● Exercise
Here is the task for the records below: repeat exactly the lines from the one with "Target: hand gripping basket" to the one with "Target: riverbank vegetation", both included, and nothing else.

● Study material

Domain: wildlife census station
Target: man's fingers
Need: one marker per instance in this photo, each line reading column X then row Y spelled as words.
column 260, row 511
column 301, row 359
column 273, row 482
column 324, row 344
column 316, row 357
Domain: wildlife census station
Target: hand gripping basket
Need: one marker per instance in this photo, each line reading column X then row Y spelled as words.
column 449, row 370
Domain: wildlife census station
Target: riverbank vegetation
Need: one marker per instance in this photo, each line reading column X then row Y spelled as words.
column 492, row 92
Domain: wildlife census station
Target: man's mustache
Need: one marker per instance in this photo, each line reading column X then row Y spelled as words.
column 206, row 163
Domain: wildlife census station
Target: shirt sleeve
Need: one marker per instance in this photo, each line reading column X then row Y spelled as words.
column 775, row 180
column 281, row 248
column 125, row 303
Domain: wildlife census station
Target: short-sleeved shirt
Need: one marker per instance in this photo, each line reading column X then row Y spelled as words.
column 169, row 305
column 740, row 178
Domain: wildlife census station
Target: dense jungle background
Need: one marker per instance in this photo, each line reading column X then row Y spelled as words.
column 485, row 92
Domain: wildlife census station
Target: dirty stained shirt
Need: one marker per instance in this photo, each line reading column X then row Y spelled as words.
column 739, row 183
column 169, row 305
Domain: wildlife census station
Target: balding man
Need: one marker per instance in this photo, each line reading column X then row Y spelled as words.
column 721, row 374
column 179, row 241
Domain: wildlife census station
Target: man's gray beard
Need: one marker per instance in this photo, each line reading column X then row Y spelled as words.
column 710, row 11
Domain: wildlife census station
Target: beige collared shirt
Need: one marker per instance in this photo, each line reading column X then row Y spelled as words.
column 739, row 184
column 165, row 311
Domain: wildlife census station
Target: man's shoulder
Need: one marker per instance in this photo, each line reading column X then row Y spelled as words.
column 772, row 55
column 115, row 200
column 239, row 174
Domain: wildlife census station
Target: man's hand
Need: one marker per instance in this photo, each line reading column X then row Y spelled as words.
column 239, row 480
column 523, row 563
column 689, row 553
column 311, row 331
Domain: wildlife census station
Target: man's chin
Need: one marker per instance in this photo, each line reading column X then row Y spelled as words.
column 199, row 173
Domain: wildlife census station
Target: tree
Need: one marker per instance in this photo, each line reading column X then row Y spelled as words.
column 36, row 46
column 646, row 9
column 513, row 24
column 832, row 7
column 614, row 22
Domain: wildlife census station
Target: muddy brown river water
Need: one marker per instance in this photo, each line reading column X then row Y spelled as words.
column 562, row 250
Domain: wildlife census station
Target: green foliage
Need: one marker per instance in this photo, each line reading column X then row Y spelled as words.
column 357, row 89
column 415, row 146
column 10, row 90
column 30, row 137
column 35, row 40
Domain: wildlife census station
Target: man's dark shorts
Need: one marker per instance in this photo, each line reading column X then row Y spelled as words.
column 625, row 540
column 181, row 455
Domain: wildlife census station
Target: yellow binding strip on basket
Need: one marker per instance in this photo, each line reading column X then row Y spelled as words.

● Expected output
Target: hand gripping basket
Need: one marker per instance in this photo, each line reading column X then row Y spelled as words.
column 449, row 370
Domain: wildlife census station
Target: riverbank vegetation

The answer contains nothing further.